Document excerpt Start Marker

At the Huffington Post, Dan Agin has announced that Dawkins’s famous selfish gene is laid off. Terminated. Pink slipped. Out of a job:
For nearly half a century, the evolution of human behavior has been presented to the public framed by the ideas of Edward O. Wilson, Richard Dawkins, and a cohort of sociobiologists, evolutionary psychologists, and media gene-mongers. The scientific basis for the frame is the idea that the focus of Darwinian natural selection is the selfish gene, selection always acting within groups and never between groups — individual selection rather than group selection, the unit of selection the gene. From this has followed the selfish-gene evolutionary analysis of various human behaviors, especially the analysis of altruism.
Well, it seems that the father of sociobiology, E.O. Wilson has changed his mind: in the current issue of New Scientist (November 3, 2007), evolutionary biologists David Sloan Wilson and Edward O. Wilson effectively end the hegemony of the selfish gene idea: they review the field and declare in a voice loud and clear that group selection was mistakenly cast aside during previous decades, that the evidence for group selection is too strong to be ignored, and that the current ideas about how evolution works need to be revised.

Document excerpt End Marker

Task instructions
(1) Write out the part of the selfish-gene passage that opens with "At the Huffington" and closes with "analysis of altruism.", switching "altruism" to "cooperation".
(2) According to the selfish-gene passage, which issue of New Scientist carried the review by David Sloan Wilson and Edward O. Wilson?

Recorded data Start Marker

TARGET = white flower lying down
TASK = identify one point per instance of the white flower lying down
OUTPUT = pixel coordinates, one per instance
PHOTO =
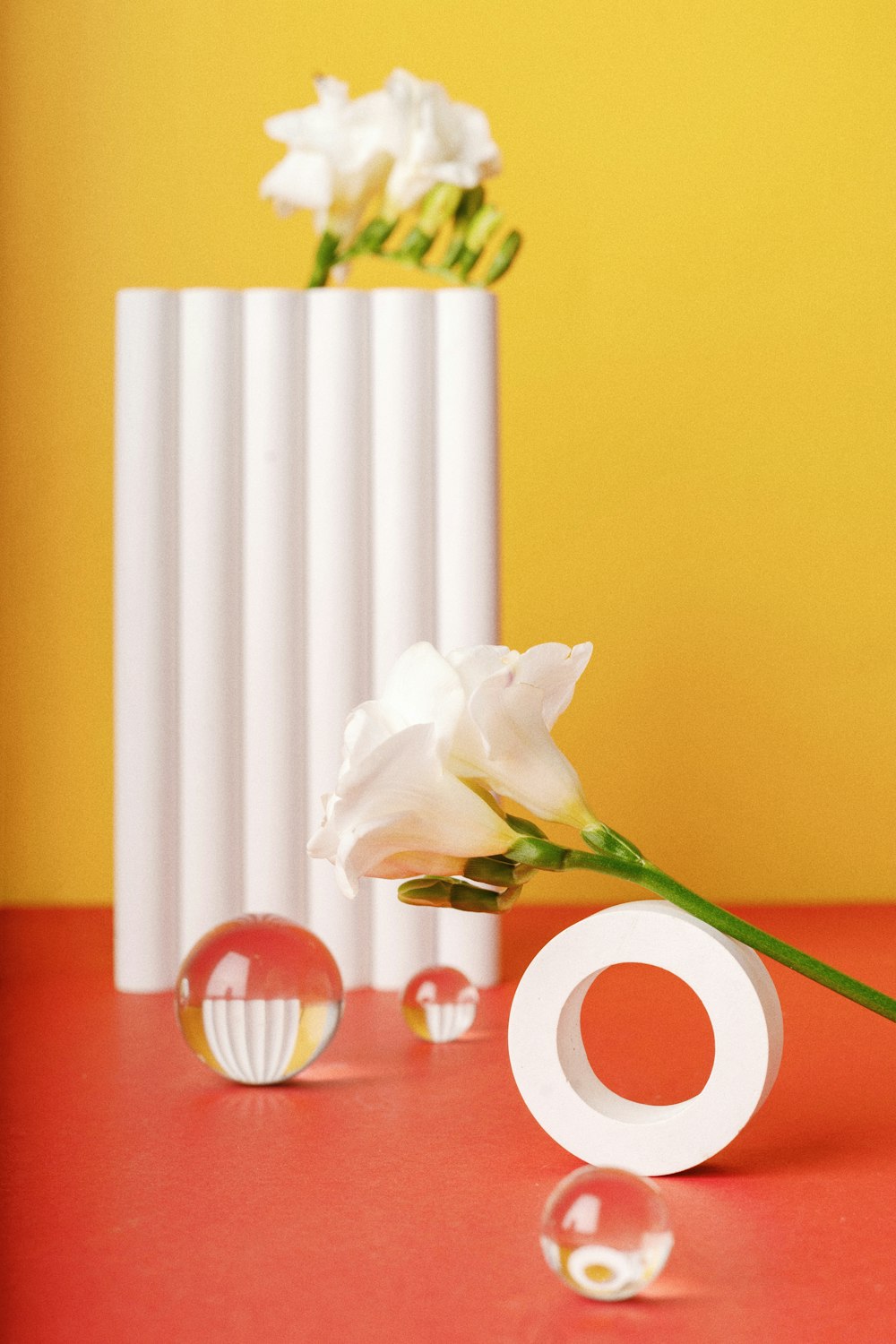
(424, 766)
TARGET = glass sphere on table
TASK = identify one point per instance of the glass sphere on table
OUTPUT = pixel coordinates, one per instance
(606, 1233)
(258, 999)
(440, 1003)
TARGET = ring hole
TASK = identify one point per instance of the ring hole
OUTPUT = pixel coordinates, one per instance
(646, 1034)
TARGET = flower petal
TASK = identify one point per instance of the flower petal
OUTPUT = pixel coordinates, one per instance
(555, 668)
(522, 762)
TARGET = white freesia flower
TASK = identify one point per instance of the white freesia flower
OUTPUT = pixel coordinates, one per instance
(504, 736)
(433, 140)
(338, 156)
(425, 763)
(398, 812)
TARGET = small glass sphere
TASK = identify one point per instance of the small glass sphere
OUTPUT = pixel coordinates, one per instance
(258, 999)
(440, 1003)
(606, 1233)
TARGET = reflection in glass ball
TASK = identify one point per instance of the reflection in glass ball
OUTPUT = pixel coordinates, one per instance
(606, 1233)
(440, 1003)
(258, 999)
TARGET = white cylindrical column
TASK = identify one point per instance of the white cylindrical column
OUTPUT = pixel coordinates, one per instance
(403, 554)
(338, 588)
(211, 860)
(466, 539)
(273, 602)
(145, 640)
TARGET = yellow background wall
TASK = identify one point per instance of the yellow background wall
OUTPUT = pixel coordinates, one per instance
(697, 360)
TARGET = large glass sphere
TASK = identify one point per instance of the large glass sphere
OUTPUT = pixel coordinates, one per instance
(606, 1233)
(258, 999)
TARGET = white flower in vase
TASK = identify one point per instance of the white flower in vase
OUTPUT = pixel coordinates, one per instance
(433, 140)
(338, 158)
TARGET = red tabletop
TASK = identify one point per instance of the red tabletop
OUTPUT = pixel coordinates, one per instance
(392, 1191)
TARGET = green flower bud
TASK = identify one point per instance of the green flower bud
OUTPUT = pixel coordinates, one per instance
(504, 257)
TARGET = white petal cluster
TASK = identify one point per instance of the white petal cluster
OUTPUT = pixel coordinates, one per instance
(336, 158)
(400, 142)
(426, 765)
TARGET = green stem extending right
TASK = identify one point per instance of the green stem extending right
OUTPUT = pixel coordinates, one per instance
(661, 884)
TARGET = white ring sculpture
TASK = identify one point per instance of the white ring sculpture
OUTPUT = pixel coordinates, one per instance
(570, 1101)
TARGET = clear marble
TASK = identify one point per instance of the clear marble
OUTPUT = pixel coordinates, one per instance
(606, 1233)
(258, 999)
(440, 1003)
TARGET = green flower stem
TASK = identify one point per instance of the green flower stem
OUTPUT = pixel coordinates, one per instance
(370, 239)
(324, 260)
(661, 884)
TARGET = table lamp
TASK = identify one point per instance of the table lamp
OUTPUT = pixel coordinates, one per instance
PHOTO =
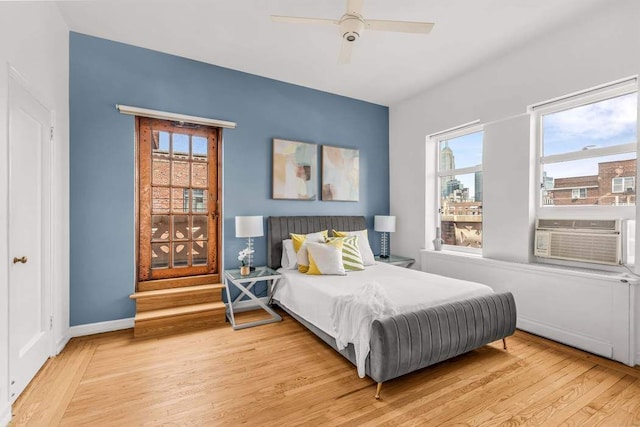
(249, 226)
(384, 224)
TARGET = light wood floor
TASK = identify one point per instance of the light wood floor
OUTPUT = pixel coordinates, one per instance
(280, 374)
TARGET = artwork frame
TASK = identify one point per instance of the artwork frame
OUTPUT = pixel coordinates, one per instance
(294, 170)
(340, 174)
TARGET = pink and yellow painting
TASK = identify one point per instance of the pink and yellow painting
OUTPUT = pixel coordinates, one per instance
(340, 174)
(294, 170)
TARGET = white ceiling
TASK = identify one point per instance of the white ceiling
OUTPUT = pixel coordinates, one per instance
(385, 67)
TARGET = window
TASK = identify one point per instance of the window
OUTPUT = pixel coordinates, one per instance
(588, 148)
(579, 193)
(623, 184)
(460, 186)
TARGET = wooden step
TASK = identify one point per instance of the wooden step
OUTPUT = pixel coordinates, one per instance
(179, 319)
(176, 297)
(178, 282)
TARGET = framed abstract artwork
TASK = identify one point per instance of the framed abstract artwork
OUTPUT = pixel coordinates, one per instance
(294, 170)
(340, 174)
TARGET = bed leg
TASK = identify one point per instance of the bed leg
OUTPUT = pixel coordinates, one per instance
(378, 390)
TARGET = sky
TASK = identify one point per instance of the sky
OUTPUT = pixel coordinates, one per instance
(601, 124)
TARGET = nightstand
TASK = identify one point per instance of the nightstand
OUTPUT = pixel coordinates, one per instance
(245, 284)
(397, 260)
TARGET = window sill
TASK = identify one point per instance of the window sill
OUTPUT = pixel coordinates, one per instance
(615, 276)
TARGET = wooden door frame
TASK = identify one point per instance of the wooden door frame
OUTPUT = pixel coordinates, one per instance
(219, 253)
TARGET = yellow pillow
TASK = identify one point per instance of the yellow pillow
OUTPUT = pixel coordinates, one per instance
(299, 245)
(363, 244)
(326, 258)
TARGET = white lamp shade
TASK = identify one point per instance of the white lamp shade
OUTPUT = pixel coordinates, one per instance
(249, 226)
(384, 223)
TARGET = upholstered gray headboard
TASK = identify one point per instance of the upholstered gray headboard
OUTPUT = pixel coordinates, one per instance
(280, 227)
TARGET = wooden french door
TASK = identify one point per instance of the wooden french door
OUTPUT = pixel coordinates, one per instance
(179, 199)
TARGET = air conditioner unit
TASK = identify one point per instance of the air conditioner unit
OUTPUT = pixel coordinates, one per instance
(595, 241)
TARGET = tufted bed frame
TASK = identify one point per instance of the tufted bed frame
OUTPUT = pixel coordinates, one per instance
(406, 342)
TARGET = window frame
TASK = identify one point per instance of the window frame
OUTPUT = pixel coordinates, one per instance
(436, 139)
(579, 190)
(624, 187)
(601, 93)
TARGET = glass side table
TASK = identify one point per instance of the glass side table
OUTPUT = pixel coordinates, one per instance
(397, 260)
(245, 284)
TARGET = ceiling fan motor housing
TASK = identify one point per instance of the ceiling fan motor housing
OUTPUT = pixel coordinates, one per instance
(351, 27)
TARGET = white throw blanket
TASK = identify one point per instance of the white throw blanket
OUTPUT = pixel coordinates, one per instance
(352, 316)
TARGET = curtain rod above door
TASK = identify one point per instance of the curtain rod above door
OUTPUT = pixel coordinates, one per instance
(155, 114)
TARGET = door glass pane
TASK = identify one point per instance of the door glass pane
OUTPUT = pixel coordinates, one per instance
(180, 145)
(200, 227)
(179, 200)
(181, 254)
(160, 202)
(159, 228)
(199, 148)
(160, 172)
(180, 176)
(199, 175)
(159, 255)
(199, 201)
(199, 253)
(160, 144)
(181, 227)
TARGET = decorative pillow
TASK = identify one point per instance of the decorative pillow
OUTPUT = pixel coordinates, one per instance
(289, 261)
(325, 258)
(351, 258)
(363, 244)
(300, 246)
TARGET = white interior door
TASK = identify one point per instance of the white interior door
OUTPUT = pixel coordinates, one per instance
(29, 239)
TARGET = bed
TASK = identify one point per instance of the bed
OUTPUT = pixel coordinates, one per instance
(460, 321)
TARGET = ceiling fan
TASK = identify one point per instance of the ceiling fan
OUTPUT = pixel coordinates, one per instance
(352, 24)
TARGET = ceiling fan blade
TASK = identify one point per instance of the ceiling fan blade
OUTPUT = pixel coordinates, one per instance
(301, 20)
(399, 26)
(345, 52)
(354, 6)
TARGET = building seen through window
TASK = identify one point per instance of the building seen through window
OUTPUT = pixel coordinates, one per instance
(460, 172)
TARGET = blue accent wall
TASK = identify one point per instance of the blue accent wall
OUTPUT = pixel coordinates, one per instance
(102, 156)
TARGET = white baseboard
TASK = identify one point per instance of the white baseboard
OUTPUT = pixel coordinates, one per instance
(62, 343)
(100, 327)
(5, 415)
(582, 342)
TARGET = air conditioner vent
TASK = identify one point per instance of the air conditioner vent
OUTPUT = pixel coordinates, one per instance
(595, 241)
(600, 248)
(579, 224)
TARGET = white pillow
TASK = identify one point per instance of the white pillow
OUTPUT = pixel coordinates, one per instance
(325, 258)
(289, 260)
(363, 244)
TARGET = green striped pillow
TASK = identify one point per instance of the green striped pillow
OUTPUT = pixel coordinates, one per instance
(351, 258)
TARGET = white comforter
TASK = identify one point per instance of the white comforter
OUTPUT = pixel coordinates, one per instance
(345, 306)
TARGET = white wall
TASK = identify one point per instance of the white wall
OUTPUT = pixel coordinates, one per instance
(35, 42)
(595, 49)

Recorded data End Marker

Answers given
(1)
At the Huffington Post, Dan Agin has announced that Dawkins’s famous selfish gene is laid off. Terminated. Pink slipped. Out of a job:
For nearly half a century, the evolution of human behavior has been presented to the public framed by the ideas of Edward O. Wilson, Richard Dawkins, and a cohort of sociobiologists, evolutionary psychologists, and media gene-mongers. The scientific basis for the frame is the idea that the focus of Darwinian natural selection is the selfish gene, selection always acting within groups and never between groups — individual selection rather than group selection, the unit of selection the gene. From this has followed the selfish-gene evolutionary analysis of various human behaviors, especially the analysis of cooperation.

(2) The November 3, 2007 issue.